Input material -
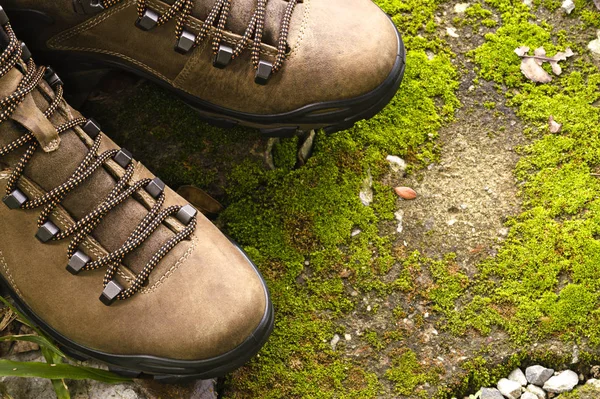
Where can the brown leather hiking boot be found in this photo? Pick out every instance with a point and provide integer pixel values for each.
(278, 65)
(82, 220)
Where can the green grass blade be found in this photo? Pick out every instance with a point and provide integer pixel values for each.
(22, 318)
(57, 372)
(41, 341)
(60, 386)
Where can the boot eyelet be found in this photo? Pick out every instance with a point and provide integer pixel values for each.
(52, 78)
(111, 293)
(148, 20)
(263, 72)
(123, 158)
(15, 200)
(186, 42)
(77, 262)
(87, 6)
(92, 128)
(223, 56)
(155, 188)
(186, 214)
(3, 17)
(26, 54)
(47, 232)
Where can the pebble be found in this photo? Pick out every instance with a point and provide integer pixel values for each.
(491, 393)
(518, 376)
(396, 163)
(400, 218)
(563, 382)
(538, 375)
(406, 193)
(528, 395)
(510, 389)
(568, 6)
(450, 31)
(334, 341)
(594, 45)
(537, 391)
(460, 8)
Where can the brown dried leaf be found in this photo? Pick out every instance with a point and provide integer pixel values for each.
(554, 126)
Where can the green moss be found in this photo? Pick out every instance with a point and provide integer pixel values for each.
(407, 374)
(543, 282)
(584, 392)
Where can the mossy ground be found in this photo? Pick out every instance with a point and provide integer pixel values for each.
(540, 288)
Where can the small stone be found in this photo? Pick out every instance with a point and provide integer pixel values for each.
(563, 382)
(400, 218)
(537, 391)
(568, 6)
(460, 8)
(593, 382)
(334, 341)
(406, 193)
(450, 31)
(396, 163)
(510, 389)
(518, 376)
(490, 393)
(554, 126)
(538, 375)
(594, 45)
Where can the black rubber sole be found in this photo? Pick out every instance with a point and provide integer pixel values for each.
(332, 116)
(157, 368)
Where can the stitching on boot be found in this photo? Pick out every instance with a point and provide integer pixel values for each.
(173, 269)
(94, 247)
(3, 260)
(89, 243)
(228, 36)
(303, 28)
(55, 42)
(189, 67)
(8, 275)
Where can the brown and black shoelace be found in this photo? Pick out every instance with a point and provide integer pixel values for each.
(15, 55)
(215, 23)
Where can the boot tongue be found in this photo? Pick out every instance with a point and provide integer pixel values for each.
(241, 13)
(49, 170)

To do - A verbatim copy of every entry above, with no pictures, is the expected output.

Written response -
Where can the brown leather hiking boot be found in this photo? Pick out every instance with a point and provide integer pixel values for each.
(278, 65)
(82, 220)
Where can the green grass blade be found in this photo? Pick out every instance with a point and provide integer pixel values for each.
(22, 318)
(57, 372)
(41, 341)
(60, 386)
Where can the boot eyelet be found in this photo? Pick out every instance with a point and provide integer pixel values for each.
(52, 78)
(111, 293)
(148, 20)
(263, 72)
(123, 158)
(15, 200)
(186, 42)
(77, 262)
(87, 6)
(92, 128)
(223, 56)
(155, 188)
(186, 214)
(3, 17)
(26, 54)
(47, 232)
Where can the pebble be found in this photo? Pick out every instance with a point and provide integer pixel values for each.
(491, 393)
(518, 376)
(396, 163)
(400, 218)
(563, 382)
(538, 375)
(406, 193)
(528, 395)
(510, 389)
(568, 6)
(450, 31)
(334, 341)
(594, 45)
(537, 391)
(460, 8)
Where can the brown dried leaf be found in this photo? Pick out every instance with a point and provide integer pixel values for each.
(554, 126)
Where can the green moss be found in this photo? Pick out every instance with a point and provide integer pixel values for each.
(407, 374)
(543, 282)
(584, 392)
Where can the mossy ground be found in this photo? Pick out every instance with a point and provide integer pixel values for each.
(540, 288)
Where can the small stone be found in this photo? Pick out every instance with a point and provide integer pixel values for each.
(563, 382)
(400, 218)
(537, 391)
(568, 6)
(460, 8)
(593, 382)
(334, 341)
(406, 193)
(450, 31)
(396, 163)
(510, 389)
(518, 376)
(490, 393)
(554, 126)
(538, 375)
(594, 45)
Where can the black rubber sole be found in this photo? Pick out every instance with a point and provide integer pixel values for each.
(332, 116)
(157, 368)
Where can the stitching on boot be found in this photo? Pick out every instance with a point and provide integer pixel values for each.
(173, 269)
(94, 247)
(3, 260)
(89, 243)
(228, 36)
(303, 28)
(55, 42)
(189, 67)
(8, 275)
Where can the brown and black shoelace be found in this photo? Pick out every instance with a point and provide integer pixel values for each.
(15, 55)
(215, 23)
Where can the boot tongue be found in this photo? Pick out every instance with a point and provide integer pixel values for each.
(241, 13)
(49, 170)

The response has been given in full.